§ **Object location annotation data**
⁂

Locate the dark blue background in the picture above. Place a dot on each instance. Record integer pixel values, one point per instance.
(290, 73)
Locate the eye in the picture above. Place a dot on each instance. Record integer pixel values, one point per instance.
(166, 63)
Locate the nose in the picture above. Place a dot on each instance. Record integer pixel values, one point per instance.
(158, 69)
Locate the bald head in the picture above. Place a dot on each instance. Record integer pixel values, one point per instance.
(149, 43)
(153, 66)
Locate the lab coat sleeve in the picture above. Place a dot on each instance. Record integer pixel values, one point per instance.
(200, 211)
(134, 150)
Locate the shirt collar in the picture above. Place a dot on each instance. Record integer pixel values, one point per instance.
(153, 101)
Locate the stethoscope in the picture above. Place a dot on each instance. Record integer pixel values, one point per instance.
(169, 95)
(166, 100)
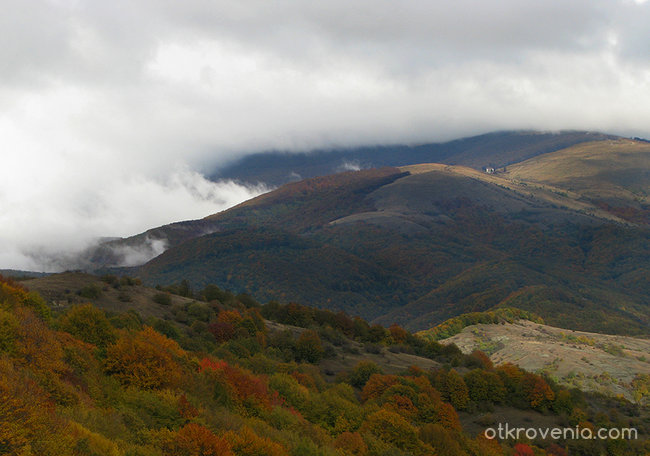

⁂

§ **EXERCISE DESCRIPTION**
Pick out every line in the data that contains the word "above", and copy each of those lines.

§ **THE RESULT**
Locate the dark blue background in the picture above. Place a dot on each instance. Record integer pixel values, one point per instance.
Locate the eye in the picture above. Place a dot on each instance. Record integer pixel values, one point per instance.
Locate the nose in the picture above. Place a dot on each instance. Record integer pixel values, one point per instance.
Locate the bald head in the picture above. Place a dot on each instance. Record integer pixel values, one point per instance.
Locate the lab coat sleeve in the picture above. Place a dot on each instance. Record integer pixel values, one point per instance.
Locate the shirt collar in the picture above. Place a dot on each instance. Record integer pixel values, one point per instance.
Locate the stethoscope in the picture above. Place a dot on each instance. Record integer pixel values, one point per instance.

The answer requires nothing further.